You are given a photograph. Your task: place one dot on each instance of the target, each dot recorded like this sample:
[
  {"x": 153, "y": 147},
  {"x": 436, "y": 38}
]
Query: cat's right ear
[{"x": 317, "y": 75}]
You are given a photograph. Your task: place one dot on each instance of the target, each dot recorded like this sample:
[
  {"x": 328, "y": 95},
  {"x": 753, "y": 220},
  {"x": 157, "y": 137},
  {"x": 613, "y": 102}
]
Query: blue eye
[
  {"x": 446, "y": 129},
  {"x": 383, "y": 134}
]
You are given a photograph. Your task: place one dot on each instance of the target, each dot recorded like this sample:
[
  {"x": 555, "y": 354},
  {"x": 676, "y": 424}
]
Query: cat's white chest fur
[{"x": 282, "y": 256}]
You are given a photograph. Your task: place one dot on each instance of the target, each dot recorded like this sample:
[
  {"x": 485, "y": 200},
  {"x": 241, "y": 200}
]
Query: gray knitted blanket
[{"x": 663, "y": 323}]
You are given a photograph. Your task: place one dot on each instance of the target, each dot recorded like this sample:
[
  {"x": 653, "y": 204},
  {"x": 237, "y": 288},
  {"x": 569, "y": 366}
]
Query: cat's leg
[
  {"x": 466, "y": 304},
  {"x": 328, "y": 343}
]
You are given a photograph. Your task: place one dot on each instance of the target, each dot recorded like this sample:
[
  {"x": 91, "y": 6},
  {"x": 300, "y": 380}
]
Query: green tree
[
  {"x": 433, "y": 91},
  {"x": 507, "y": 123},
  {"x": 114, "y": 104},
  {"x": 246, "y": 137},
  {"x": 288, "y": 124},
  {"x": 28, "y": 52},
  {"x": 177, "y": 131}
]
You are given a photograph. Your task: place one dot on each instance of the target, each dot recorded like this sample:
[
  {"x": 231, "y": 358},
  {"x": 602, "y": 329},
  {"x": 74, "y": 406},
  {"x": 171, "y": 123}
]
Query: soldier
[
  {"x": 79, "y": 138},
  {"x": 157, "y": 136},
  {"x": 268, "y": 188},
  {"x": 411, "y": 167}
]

===============

_What is required:_
Having read the entries above, set each one down again exactly.

_Solution:_
You are given a photograph. Your task: place one dot on each instance of the target, each dot recorded like this sample:
[
  {"x": 153, "y": 147},
  {"x": 436, "y": 38}
]
Query: cat's right ear
[{"x": 317, "y": 75}]
You are given a photograph. Your task: place one dot on each instance of the target, each dot recorded like this sample:
[
  {"x": 328, "y": 95},
  {"x": 753, "y": 220},
  {"x": 157, "y": 137},
  {"x": 613, "y": 102}
]
Query: blue eye
[
  {"x": 446, "y": 129},
  {"x": 383, "y": 134}
]
You are given a photograph. Your task: place one dot on each instance of the target, each dot recorded like this sample:
[
  {"x": 555, "y": 354},
  {"x": 676, "y": 424}
]
Query: cat's white chest fur
[{"x": 282, "y": 256}]
You are given a photograph. Your task: place one dot on each instance of the target, each dot recorded like this sample:
[
  {"x": 485, "y": 200},
  {"x": 241, "y": 200}
]
Query: gray knitted blanket
[{"x": 663, "y": 323}]
You are given a photograph. Your task: place one dot on each instance of the target, each dot recorded like this sample:
[
  {"x": 653, "y": 204},
  {"x": 237, "y": 288},
  {"x": 569, "y": 366}
]
Query: cat's leg
[
  {"x": 466, "y": 304},
  {"x": 328, "y": 343}
]
You are given a photograph. Your task: place one dot on each instance of the target, each dot recorded like this sample:
[
  {"x": 91, "y": 6},
  {"x": 300, "y": 380}
]
Query: green tree
[
  {"x": 433, "y": 91},
  {"x": 507, "y": 123},
  {"x": 114, "y": 104},
  {"x": 246, "y": 137},
  {"x": 288, "y": 124},
  {"x": 28, "y": 52},
  {"x": 177, "y": 131}
]
You are given a photograph. Your task: place one dot on each instance of the target, each dot recorded like this sample:
[
  {"x": 231, "y": 358},
  {"x": 602, "y": 329},
  {"x": 74, "y": 406},
  {"x": 171, "y": 123}
]
Query: soldier
[
  {"x": 79, "y": 138},
  {"x": 157, "y": 136},
  {"x": 268, "y": 188},
  {"x": 411, "y": 167}
]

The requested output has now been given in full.